Document:
Concerning the theme of the avant-garde suggested by Sholette, I must say that while I’m aware of the importance of re-thinking the function of this very category (@kcharn1 mentioned the book by John Roberts), I’m also quite doubtful about discussing it in the classical terms of “dialectic of art and life”, because any art happens today potentially subjected to the present conditions of capitalist production. When, as McKee recognizes, the rhetoric of creativity has infested labor in general from the most humble jobs to the highest peaks of management, I really find it difficult to see where art and life diverge, on the contrary I see a merging that I don’t like at all. Art has already become an integral part of the neoliberal form of life.
I don’t want to be misunderstood, I am not paranoid (I think this is clear for those who know a bit about my history with the S.a.L.E.-Docks collective in Venice), I only think that those who want to liberate the arts from the above mentioned neoliberal co-optation must correctly identify their battlefield. So, to pick up on @natot contribution, I must say that I agree when he affirms that the point is not to avoid the existing art infrastructure (though sometimes could be done), I think that the point is the subjective position from where the artist (or the curator or the cultural worker in general) addresses this very infrastructure. A strike against the current conditions of valorization of art and culture is a complex matter and it involves both the drive over new institutionality (this is where we find the most evident difference with the artistic practice of Institutional Critique) and the problem of blocking and forcing the present institutions into a process of transformation (as most of them work now through a governmental logic that opens spaces for critical practices while at the same time being completely compatible with the neoliberal mode of production).

Tasks:
A. Decide whether each statement agrees with the post on art and neoliberalism: (i) the writer holds that art has already become part of the neoliberal form of life; (ii) the writer agrees with @natot that the point is to avoid the existing art infrastructure; (iii) the S.a.L.E.-Docks collective is based in Milan. Answer yes or no for each, quoting the words from the post that settle it.
B. Write the next part of the post on art and neoliberalism, picking up after its last sentence.

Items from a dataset
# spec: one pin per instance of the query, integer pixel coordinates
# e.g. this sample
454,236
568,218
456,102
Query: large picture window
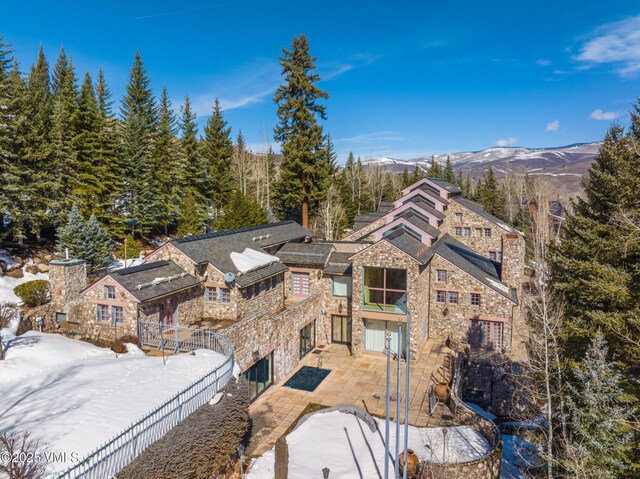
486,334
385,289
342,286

---

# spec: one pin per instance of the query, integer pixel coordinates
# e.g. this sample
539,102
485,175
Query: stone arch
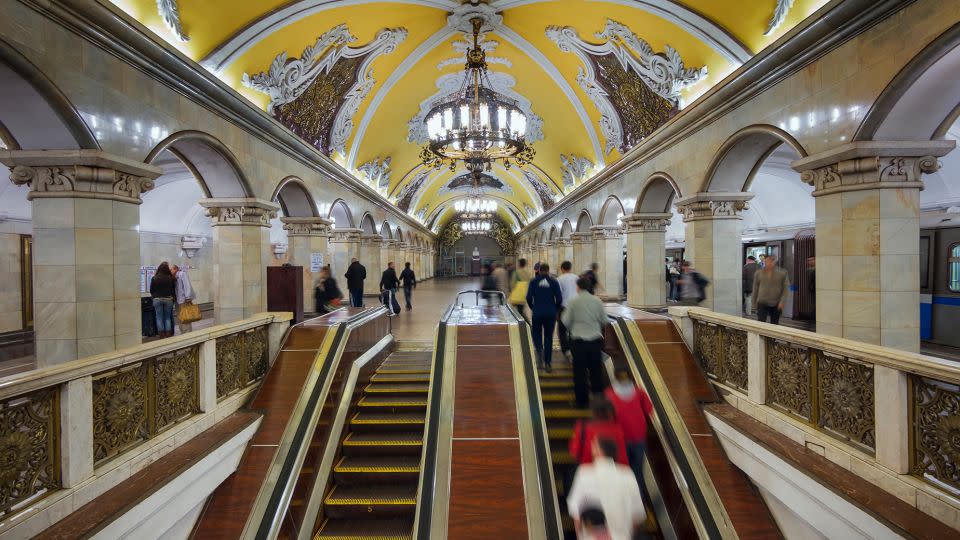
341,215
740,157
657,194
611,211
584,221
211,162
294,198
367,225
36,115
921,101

Exercise answers:
A.
(i) Yes: "Art has already become an integral part of the neoliberal form of life."
(ii) No: "the point is not to avoid the existing art infrastructure"
(iii) No: "the S.a.L.E.-Docks collective in Venice"

B.
Finally what is this change of perspective that I suggested at the beginning? I read “Strike Art” as a product of the post occupy condition itself. I must say that living in Europe unfortunately I did not participate to OWS, but many friends who did, told me about it in terms of a life-changing experience and I was myself recently involved in a wave of mobilizations in which Italian artists and cultural workers where at the forefront. So I think that it is not foolish to affirm that OWS opened to many artists (and not only) new possibilities of subjectivation outside those allowed by the neoliberal framework, often perceived as “natural”. In Europe this neoliberal device would work with a double rhetoric. The most conservative governments would cut funds for culture describing the artist as an unproductive parasite, living on a welfare definitively gone. On the other side there is the corporate/creative class discourse which chains the artist to the figure of the entrepreneur of the self, so no matter how engaged your art is, its space will always be defined by the market (the private one or the one funded by public commissioners). Reading “Strike Art” (of course keeping in consideration the differences of the context) I had the impression that OWS broke this device, giving to many the possibility of seeing a renovated social function of their work as artists (or cultural/cognitive workers) and of directly experiencing the possibilities of a collective machine of biopolitical creation consciously dealing with its semiotic potential.
That’s why I definitely stand on McKee’s side. Despite all the possible different opinions I think that this book should be used, I mean it should be recognized that its point is not to present OWS as an artwork with the goal of push it within the art system, subordinating it to its disciplinary debate and to its goals. On the contrary I think that “Strike Art”, if properly handled, could help with forcing that institutional space, maybe taking it a little bit closer to the purposes of Occupy Wall Street.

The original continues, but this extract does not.